*** RECORDS SHOWN Section Begins ***

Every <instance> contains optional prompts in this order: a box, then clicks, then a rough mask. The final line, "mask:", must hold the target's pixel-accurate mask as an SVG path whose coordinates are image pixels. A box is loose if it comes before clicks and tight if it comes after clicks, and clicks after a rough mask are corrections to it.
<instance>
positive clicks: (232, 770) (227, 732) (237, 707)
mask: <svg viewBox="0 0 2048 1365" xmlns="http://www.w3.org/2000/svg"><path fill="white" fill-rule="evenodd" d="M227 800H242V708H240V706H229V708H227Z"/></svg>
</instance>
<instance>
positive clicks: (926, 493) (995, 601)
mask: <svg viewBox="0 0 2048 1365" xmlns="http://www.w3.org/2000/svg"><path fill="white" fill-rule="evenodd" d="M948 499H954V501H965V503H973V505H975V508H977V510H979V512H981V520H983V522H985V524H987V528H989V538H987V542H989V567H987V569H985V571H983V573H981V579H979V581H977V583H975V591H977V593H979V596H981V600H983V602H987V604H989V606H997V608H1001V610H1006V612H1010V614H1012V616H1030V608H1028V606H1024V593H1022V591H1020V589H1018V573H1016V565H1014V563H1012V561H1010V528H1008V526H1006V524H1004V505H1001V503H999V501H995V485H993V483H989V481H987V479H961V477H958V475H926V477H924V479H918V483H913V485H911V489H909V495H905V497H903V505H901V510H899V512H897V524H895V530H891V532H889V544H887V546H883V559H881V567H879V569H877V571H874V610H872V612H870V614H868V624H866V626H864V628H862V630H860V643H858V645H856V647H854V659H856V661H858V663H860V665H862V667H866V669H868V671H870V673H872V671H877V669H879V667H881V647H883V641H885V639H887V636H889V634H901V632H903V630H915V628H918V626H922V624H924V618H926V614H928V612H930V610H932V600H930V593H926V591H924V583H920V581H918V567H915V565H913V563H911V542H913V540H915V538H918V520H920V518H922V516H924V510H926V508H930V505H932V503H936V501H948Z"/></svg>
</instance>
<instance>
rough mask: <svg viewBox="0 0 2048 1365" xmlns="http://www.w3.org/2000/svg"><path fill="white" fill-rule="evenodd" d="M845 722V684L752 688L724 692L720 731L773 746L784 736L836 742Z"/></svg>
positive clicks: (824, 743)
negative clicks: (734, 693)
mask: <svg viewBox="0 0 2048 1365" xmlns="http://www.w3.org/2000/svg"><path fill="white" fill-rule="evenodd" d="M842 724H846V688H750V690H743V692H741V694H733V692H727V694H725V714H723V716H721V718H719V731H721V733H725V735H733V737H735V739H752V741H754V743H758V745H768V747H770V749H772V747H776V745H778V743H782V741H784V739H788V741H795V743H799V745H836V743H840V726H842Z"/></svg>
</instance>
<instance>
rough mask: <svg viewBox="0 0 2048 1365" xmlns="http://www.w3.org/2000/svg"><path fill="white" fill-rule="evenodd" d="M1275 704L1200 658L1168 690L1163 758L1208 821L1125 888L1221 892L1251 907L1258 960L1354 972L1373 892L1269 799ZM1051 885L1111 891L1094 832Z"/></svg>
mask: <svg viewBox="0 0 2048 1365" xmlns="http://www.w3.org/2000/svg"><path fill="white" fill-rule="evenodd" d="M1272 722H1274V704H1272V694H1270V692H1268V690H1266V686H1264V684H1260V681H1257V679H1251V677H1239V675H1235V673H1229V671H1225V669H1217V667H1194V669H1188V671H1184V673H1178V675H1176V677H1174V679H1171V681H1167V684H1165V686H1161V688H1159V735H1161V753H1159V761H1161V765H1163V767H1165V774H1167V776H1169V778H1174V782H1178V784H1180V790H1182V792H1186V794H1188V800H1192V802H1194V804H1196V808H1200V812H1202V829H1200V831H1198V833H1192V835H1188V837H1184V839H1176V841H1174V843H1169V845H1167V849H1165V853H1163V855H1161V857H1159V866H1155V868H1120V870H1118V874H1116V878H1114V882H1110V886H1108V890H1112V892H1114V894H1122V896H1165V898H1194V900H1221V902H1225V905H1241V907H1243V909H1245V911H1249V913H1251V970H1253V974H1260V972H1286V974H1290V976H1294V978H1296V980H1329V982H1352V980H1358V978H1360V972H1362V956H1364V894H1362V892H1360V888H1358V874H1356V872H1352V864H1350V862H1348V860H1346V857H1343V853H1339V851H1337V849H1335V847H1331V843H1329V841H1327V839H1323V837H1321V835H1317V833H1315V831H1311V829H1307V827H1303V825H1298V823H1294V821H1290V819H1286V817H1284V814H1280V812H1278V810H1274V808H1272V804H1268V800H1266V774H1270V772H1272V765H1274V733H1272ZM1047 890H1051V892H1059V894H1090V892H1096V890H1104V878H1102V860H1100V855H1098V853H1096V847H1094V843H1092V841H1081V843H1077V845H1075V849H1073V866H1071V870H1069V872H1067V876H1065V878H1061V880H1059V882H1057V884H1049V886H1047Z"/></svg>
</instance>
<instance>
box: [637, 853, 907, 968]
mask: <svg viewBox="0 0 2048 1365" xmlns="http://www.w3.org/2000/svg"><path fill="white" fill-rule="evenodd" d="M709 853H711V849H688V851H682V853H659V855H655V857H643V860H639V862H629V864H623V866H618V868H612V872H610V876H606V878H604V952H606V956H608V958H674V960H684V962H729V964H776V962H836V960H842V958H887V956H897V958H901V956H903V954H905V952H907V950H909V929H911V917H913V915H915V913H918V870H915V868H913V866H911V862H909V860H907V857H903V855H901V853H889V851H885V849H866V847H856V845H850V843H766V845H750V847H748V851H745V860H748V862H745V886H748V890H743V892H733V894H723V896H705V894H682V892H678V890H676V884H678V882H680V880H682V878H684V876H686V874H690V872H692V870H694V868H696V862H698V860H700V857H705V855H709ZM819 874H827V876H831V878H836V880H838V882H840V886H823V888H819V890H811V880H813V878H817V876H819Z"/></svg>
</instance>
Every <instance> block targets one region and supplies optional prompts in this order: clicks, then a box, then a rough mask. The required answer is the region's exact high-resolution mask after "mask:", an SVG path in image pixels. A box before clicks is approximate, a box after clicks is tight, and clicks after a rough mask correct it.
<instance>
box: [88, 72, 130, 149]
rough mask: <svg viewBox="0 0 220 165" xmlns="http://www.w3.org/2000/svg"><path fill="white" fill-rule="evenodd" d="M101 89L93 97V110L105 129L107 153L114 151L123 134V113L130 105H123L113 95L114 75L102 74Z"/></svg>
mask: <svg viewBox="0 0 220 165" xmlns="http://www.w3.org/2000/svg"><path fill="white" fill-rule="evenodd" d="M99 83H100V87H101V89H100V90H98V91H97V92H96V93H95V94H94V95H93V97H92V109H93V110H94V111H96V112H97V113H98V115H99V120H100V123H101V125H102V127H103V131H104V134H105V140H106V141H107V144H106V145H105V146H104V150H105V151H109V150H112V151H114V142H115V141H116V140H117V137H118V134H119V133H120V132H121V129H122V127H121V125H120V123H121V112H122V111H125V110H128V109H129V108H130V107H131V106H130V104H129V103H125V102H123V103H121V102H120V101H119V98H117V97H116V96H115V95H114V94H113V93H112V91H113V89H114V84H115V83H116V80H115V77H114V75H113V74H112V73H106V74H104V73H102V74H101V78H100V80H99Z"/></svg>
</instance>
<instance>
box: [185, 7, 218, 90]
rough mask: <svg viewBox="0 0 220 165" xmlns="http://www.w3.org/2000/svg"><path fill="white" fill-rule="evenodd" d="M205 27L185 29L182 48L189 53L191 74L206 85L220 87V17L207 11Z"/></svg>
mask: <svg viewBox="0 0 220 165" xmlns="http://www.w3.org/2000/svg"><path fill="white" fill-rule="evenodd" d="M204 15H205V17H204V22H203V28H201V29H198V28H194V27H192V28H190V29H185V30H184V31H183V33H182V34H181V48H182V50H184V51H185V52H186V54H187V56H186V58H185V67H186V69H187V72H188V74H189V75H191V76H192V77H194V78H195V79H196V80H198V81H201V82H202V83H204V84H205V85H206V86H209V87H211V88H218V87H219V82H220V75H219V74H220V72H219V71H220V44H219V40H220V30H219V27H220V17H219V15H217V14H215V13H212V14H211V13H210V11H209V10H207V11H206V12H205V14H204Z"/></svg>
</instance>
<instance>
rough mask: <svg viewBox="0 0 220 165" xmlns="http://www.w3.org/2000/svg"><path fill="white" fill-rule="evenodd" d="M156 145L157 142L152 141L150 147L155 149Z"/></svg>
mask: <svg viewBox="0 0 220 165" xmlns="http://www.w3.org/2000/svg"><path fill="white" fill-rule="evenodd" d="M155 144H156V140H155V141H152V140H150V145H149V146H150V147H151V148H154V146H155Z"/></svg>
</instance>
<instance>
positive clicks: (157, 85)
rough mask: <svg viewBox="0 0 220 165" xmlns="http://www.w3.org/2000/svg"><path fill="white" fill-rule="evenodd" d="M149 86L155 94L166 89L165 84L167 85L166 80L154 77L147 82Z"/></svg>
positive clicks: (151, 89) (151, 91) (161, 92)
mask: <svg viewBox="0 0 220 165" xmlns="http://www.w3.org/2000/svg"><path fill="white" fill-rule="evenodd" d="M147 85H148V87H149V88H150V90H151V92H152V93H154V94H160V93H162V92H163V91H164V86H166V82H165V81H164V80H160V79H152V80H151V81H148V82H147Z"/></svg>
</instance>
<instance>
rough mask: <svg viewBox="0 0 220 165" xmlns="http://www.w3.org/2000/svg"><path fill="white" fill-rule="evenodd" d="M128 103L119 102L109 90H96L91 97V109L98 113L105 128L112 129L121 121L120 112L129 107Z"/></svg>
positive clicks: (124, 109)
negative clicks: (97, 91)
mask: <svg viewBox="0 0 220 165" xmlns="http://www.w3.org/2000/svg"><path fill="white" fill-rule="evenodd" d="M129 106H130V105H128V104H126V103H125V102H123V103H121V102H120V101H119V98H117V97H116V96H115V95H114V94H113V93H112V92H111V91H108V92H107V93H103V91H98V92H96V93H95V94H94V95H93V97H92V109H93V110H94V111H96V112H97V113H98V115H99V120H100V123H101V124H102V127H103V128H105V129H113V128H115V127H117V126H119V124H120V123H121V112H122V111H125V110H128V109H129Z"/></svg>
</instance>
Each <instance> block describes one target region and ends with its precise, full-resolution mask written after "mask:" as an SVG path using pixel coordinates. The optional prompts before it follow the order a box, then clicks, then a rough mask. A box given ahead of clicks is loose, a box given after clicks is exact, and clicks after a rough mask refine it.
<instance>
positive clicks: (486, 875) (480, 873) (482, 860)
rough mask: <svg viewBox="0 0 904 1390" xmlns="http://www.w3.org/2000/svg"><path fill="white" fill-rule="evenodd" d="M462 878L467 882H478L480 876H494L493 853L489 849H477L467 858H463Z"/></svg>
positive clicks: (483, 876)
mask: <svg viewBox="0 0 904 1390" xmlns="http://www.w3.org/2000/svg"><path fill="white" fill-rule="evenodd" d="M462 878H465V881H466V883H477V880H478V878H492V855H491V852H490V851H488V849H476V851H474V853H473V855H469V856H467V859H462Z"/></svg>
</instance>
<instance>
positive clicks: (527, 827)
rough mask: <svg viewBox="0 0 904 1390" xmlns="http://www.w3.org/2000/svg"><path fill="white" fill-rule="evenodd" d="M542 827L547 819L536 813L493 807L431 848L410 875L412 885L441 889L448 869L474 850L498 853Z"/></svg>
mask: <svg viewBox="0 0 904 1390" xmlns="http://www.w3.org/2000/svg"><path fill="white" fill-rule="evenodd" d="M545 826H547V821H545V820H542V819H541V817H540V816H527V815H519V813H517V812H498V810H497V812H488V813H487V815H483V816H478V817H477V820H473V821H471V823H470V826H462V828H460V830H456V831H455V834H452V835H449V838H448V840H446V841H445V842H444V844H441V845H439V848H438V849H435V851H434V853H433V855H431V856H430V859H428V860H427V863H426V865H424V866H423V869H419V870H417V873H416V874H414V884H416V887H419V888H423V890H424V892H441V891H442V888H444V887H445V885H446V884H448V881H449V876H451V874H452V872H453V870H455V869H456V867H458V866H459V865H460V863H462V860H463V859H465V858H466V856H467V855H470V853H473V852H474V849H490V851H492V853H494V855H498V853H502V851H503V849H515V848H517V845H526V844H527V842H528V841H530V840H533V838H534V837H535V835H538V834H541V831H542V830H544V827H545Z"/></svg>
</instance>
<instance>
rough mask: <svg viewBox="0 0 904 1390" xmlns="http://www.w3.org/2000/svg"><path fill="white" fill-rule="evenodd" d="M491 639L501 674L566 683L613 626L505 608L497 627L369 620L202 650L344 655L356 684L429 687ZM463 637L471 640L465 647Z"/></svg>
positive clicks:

*** RECORDS SHOWN Section Ends ***

* TRY IT: Every line from the line containing "positive clicks: (151, 89)" through the line containing "positive clicks: (486, 875)" in the records above must be retyped exactly. Leave out the rest.

* RESPONSE AREA:
positive clicks: (151, 89) (151, 91) (161, 92)
mask: <svg viewBox="0 0 220 165" xmlns="http://www.w3.org/2000/svg"><path fill="white" fill-rule="evenodd" d="M147 85H148V87H149V88H150V90H151V92H152V93H154V94H160V93H162V92H163V91H164V86H166V82H165V81H164V80H160V79H152V80H151V81H148V82H147Z"/></svg>
</instance>
<instance>
rough mask: <svg viewBox="0 0 220 165" xmlns="http://www.w3.org/2000/svg"><path fill="white" fill-rule="evenodd" d="M128 103L119 102L109 90H96L91 97V109L98 113L105 128L112 129L121 121L120 112L129 107Z"/></svg>
positive clicks: (124, 109)
negative clicks: (97, 91)
mask: <svg viewBox="0 0 220 165" xmlns="http://www.w3.org/2000/svg"><path fill="white" fill-rule="evenodd" d="M129 106H130V105H128V104H126V103H125V102H123V103H121V102H120V101H119V98H117V97H116V96H115V95H114V94H113V93H112V92H111V91H108V92H107V93H103V91H98V92H96V93H95V94H94V95H93V97H92V109H93V110H94V111H96V112H97V113H98V115H99V120H100V123H101V124H102V127H103V128H105V129H113V128H115V127H117V126H119V124H120V123H121V112H122V111H125V110H128V109H129Z"/></svg>
</instance>
Each <instance> block describes one target region and ends with its precise, full-resolution mask written after "mask:" as an SVG path using pixel coordinates. The optional prompts before it follow the order a box, then clicks, then a rough mask. A box given ahead of clicks is loose, a box given after clicks is exact, and clicks after a rough mask refine it.
<instance>
positive clicks: (486, 875) (480, 873) (482, 860)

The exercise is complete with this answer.